Pointing and labeling entries

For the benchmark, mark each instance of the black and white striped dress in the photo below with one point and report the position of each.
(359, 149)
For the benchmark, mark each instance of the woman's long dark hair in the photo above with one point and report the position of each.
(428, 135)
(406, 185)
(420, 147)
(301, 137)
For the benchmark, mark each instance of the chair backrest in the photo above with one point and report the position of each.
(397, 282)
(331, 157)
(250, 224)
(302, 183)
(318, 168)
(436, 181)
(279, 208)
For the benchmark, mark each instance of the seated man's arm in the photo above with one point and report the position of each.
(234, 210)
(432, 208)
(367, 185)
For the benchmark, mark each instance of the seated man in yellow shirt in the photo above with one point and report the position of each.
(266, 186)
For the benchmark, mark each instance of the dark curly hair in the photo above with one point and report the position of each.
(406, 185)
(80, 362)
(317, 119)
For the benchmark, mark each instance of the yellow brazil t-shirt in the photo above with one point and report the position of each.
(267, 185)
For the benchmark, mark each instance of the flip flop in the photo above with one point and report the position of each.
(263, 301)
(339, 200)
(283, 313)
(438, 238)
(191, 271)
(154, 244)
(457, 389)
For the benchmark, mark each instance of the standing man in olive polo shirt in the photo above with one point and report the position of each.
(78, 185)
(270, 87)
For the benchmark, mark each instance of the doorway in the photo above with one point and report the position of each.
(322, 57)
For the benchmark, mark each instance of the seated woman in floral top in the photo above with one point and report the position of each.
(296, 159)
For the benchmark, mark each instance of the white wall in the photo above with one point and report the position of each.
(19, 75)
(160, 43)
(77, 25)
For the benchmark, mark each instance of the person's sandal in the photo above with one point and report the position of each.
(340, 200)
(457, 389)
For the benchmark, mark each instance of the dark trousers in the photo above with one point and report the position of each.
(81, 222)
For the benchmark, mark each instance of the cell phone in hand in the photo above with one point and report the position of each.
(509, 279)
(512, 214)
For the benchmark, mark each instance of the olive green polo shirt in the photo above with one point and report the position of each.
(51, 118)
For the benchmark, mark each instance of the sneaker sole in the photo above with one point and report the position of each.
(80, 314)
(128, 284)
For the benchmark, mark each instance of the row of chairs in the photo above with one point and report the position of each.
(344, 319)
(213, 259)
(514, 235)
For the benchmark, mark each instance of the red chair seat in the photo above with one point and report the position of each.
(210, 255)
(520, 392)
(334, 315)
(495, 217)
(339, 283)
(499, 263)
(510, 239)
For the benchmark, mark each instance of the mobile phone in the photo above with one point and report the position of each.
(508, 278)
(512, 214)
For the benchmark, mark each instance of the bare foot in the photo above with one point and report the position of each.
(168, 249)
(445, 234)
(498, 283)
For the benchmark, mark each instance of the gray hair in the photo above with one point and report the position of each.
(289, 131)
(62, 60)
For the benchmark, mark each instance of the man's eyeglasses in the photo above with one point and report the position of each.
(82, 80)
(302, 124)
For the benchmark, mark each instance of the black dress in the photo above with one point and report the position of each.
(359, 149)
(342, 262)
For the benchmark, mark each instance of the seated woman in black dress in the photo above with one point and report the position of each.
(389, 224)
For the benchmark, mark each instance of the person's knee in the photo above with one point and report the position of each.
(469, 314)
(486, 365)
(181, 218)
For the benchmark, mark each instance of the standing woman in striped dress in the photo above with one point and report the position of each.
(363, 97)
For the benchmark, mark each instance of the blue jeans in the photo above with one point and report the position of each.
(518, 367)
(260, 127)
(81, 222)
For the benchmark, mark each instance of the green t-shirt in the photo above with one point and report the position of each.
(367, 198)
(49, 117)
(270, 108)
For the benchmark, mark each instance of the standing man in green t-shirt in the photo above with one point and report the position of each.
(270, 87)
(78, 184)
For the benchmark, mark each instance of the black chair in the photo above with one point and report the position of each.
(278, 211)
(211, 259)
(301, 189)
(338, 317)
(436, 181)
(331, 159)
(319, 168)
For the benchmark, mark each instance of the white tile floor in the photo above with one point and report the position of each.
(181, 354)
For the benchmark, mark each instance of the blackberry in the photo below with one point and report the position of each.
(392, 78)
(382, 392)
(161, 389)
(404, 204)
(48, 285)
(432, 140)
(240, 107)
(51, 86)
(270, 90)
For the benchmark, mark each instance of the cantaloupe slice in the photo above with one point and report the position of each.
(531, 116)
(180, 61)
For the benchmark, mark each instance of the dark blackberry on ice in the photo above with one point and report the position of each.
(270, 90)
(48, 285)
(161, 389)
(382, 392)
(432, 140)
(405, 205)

> **TASK TO COMPLETE**: Reproduce each of the records above line for line, altering nothing.

> **WRITTEN ANSWER**:
For the benchmark, mark each instance of the black and white striped dress in the photo below with one point and report the position of each.
(359, 149)
For the benchmark, mark each instance of the woman's long dark hair in the photo above with one point and report the position of each.
(428, 135)
(406, 185)
(420, 147)
(301, 137)
For the benchmark, mark each instance of the chair backrest in the photo above with one point and report the position of each.
(397, 282)
(331, 157)
(250, 224)
(302, 183)
(318, 168)
(436, 181)
(279, 208)
For the benchmark, mark each instance of the seated man's arm in the photo above with one point and report the position of each.
(234, 210)
(432, 208)
(367, 185)
For the benchmark, mark each instance of the seated man in yellow shirt in the photo above with one point and report the position of each.
(266, 186)
For the benchmark, mark each instance of the dark curly hair in the photo above with one point and report the position of each.
(406, 185)
(80, 362)
(317, 119)
For the benchmark, mark each instance of the yellow brazil t-shirt in the photo above with one point and report the position of each.
(267, 185)
For the benchmark, mark each instance of the flip flop in the photo above with one point and report the position of each.
(263, 301)
(339, 200)
(283, 313)
(438, 238)
(191, 271)
(154, 244)
(457, 389)
For the benchmark, mark each instance of the standing man in olive polo shirt in the photo above with one point and report the position of each.
(78, 185)
(270, 87)
For the benchmark, mark each instance of the doorway in the photo above with one point and report the position of each.
(322, 57)
For the benchmark, mark each instance of the seated woman in floral top in the photo above with one point and report the position of each.
(296, 159)
For the benchmark, mark each instance of the white wall in the photo above with one point and report the position of each.
(19, 75)
(160, 43)
(77, 25)
For the benchmark, mark each instance of the person's sandal in the photo above with one point and report the position of each.
(340, 200)
(457, 389)
For the benchmark, mark each instance of the dark trousers in the photo above with one point and report the position of each.
(81, 222)
For the benchmark, mark each instance of the cell phone in hand in the photo above with one point and report the position of each.
(509, 279)
(512, 214)
For the benchmark, mark each instance of the olive green polo shirt in the photo above with one point and report the position of each.
(51, 118)
For the benchmark, mark each instance of the sneaker sole in the photo above with one point and report the position of each.
(80, 314)
(128, 284)
For the benchmark, mark each instance of the row of chairs in the photo above with one point and report the position of each.
(344, 319)
(213, 259)
(514, 235)
For the benchmark, mark each instance of the red chair seat in the photo above with one point and report the position of each.
(210, 255)
(520, 392)
(334, 315)
(495, 217)
(339, 283)
(499, 263)
(510, 239)
For the benchmark, mark each instance of the mobile phone in the photo above with one point and report the position of each.
(508, 278)
(512, 214)
For the benchmark, mark each instance of the bare foot in the photo above with one point and report the position of each.
(168, 249)
(445, 234)
(498, 283)
For the benchmark, mark each instance of the gray hair in the photo above with one point and report the position of each.
(289, 131)
(62, 60)
For the benchmark, mark each instance of the man's eyeglasses in the photo above with one point and report the position of each.
(82, 80)
(302, 124)
For the benchmark, mark each instance of the black dress in the photo above with one point and report the position of each.
(359, 149)
(342, 262)
For the benchmark, mark each instance of the seated woman in black dress in the photo above with one point and report the position of each.
(389, 224)
For the benchmark, mark each instance of the person's knee in the photo above with one point and report the position of each.
(469, 314)
(486, 365)
(181, 218)
For the benchmark, mark each instance of the standing woman in striped dress in the photo above with one point and report the position of each.
(363, 97)
For the benchmark, mark each instance of the blue jeans in the photo above with one point and report the position of each.
(518, 367)
(260, 127)
(81, 222)
For the benchmark, mark each instance of the green t-shirt in the photo above with one point and report the position of each.
(367, 198)
(49, 117)
(270, 108)
For the benchmark, mark each instance of the standing man in green t-shirt in the photo above with one point and report the position of each.
(270, 87)
(78, 184)
For the benchmark, mark each instance of the black chair in the photo above with one point and report the position of each.
(278, 211)
(211, 259)
(301, 189)
(338, 317)
(436, 181)
(331, 159)
(319, 168)
For the benchmark, mark each instance of the white tile floor in the photo above with one point and report the position of each.
(181, 354)
For the benchmark, mark each instance of the blackberry in the photo below with one point and report the position of each.
(392, 78)
(382, 392)
(161, 389)
(404, 204)
(48, 285)
(432, 140)
(240, 107)
(51, 86)
(270, 90)
For the benchmark, mark each instance of the cantaloupe slice in the photo above with one point and report the position of each.
(531, 116)
(180, 61)
For the benchmark, mark each instance of the dark blackberry on ice in the photo above with one point and report the position of each.
(270, 90)
(48, 285)
(161, 389)
(382, 392)
(432, 140)
(405, 205)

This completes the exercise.